Raw records
========================
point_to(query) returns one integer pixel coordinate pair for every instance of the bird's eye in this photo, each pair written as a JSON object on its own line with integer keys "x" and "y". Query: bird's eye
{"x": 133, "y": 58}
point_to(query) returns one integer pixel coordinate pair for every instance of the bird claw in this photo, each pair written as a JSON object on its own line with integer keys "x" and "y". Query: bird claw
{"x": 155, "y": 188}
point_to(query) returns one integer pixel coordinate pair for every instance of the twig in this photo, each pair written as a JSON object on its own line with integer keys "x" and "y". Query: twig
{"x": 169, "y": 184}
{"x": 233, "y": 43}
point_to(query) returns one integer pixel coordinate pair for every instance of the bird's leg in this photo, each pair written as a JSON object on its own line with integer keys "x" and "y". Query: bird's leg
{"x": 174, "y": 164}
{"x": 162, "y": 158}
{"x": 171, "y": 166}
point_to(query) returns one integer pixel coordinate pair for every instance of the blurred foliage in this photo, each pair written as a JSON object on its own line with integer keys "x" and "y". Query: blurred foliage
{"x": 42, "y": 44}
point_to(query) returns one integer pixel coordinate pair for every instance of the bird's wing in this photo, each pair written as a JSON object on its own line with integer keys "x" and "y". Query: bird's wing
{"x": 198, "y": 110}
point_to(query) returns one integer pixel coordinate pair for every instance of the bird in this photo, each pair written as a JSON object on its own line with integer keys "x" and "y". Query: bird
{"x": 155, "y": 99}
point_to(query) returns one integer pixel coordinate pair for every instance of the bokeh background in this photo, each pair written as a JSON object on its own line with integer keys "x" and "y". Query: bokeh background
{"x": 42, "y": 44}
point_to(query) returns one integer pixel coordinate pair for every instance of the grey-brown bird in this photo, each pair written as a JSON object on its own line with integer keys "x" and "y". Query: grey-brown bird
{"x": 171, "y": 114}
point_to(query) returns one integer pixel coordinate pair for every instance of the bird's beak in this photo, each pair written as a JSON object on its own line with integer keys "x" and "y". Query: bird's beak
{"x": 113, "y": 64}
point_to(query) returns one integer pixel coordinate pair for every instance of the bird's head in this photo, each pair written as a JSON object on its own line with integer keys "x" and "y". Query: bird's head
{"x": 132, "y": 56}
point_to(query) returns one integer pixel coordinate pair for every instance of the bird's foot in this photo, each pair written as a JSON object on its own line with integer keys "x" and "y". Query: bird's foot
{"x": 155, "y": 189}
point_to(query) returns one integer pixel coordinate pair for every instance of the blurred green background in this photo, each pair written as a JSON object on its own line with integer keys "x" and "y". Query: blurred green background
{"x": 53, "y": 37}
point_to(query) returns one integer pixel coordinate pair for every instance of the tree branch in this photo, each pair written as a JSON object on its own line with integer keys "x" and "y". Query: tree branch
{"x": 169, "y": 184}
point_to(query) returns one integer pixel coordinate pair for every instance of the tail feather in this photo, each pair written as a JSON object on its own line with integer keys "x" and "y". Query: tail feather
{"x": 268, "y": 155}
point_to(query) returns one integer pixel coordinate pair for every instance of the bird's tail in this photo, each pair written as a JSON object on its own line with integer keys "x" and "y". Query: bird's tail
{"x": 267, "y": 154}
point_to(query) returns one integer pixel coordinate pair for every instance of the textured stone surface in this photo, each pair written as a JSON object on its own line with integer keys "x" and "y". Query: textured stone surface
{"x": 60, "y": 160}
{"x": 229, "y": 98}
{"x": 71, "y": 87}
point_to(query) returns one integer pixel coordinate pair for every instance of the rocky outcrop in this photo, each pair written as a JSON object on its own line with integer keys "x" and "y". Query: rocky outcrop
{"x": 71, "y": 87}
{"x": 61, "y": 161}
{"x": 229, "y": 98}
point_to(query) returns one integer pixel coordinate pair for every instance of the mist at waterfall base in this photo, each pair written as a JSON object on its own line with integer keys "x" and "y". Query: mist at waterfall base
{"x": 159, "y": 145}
========================
[Task description]
Print every one of the items above again, word for word, with no changes.

[The output]
point_to(query) returns one integer pixel coordinate pair for every instance of the bird's eye in this photo, each pair written as a JSON object on its own line with integer keys "x" and "y". Query: bird's eye
{"x": 133, "y": 58}
point_to(query) returns one integer pixel coordinate pair for every instance of the bird claw in this photo, each pair written as a JSON object on its own line with integer keys "x" and "y". Query: bird claw
{"x": 155, "y": 188}
point_to(query) returns one integer pixel coordinate pair for every instance of the twig in this photo, each pair written as a JSON object on its own line with integer keys "x" and "y". Query: twig
{"x": 169, "y": 184}
{"x": 233, "y": 43}
point_to(query) returns one integer pixel coordinate pair for every instance of the bird's leg in this photo, each pair written as a JSON object on its own line with integer keys "x" and "y". Query: bird's leg
{"x": 174, "y": 164}
{"x": 162, "y": 158}
{"x": 171, "y": 166}
point_to(query) returns one integer pixel coordinate pair for every instance of the blurred foliage in this photo, each pair written as a JSON object on its own line with integer keys "x" and "y". Query: blurred foliage
{"x": 42, "y": 44}
point_to(query) returns one integer pixel coordinate pair for every instance of the bird's wing in this photo, each pair written as a JSON object on its own line with integer keys "x" and "y". Query: bird's wing
{"x": 198, "y": 110}
point_to(query) returns one integer pixel coordinate pair for every instance of the bird in this photo, each pair written as a JSON object on its own line with integer keys "x" and "y". Query: bird
{"x": 155, "y": 99}
point_to(query) returns one integer pixel coordinate pair for every instance of the bokeh background in this photo, each pair written as a JSON object on its own line with integer keys "x" and "y". Query: bokeh background
{"x": 42, "y": 44}
point_to(query) returns one integer pixel coordinate pair for every instance of the grey-brown bird in this photo, each pair written as a JSON object on its own line with integer keys "x" and "y". Query: grey-brown bird
{"x": 171, "y": 114}
point_to(query) returns one integer pixel coordinate pair for every instance of the bird's beak in this photo, each pair written as a JSON object on its own line with integer keys "x" and "y". Query: bird's beak
{"x": 113, "y": 64}
point_to(query) returns one integer pixel coordinate pair for every instance of the bird's head in this photo, each pair written as a JSON object on its own line with integer keys "x" and "y". Query: bird's head
{"x": 132, "y": 56}
point_to(query) returns one integer pixel coordinate pair for every instance of the bird's foot in this photo, each pair written as a JSON object on its own line with integer keys "x" and "y". Query: bird's foot
{"x": 155, "y": 189}
point_to(query) returns one integer pixel coordinate pair for every instance of the blurred green background in this photo, each pair written as a JSON object on its own line with integer keys "x" and "y". Query: blurred green background
{"x": 53, "y": 37}
point_to(query) returns one integer pixel coordinate pair for every instance of the tree branch in this photo, each pair written as a JSON object on its own line with integer keys "x" and "y". Query: tree branch
{"x": 169, "y": 184}
point_to(query) returns one integer pixel coordinate pair for every instance of the tail feather in this photo, each pair written as a JSON object on its own line with integer keys "x" and "y". Query: tail feather
{"x": 268, "y": 155}
point_to(query) returns one integer pixel coordinate pair for every instance of the bird's tail in this photo, each pair written as a JSON object on its own line with integer keys "x" and "y". Query: bird's tail
{"x": 267, "y": 154}
point_to(query) returns one integer pixel coordinate pair for every instance of the textured stone surface in this photo, each pair written as a JSON object on its own line with integer keys "x" and "y". Query: textured stone surface
{"x": 60, "y": 160}
{"x": 229, "y": 98}
{"x": 71, "y": 87}
point_to(query) returns one integer pixel coordinate pair for every instance of the rocky outcrop in this photo, each pair written as a JSON object on its own line with integer keys "x" and "y". Query: rocky outcrop
{"x": 71, "y": 87}
{"x": 61, "y": 161}
{"x": 229, "y": 98}
point_to(query) returns one integer pixel coordinate pair for every instance of the mist at waterfall base in this photo, each pair written as a JSON object on its own line with integer keys "x" and "y". Query: mist at waterfall base
{"x": 159, "y": 145}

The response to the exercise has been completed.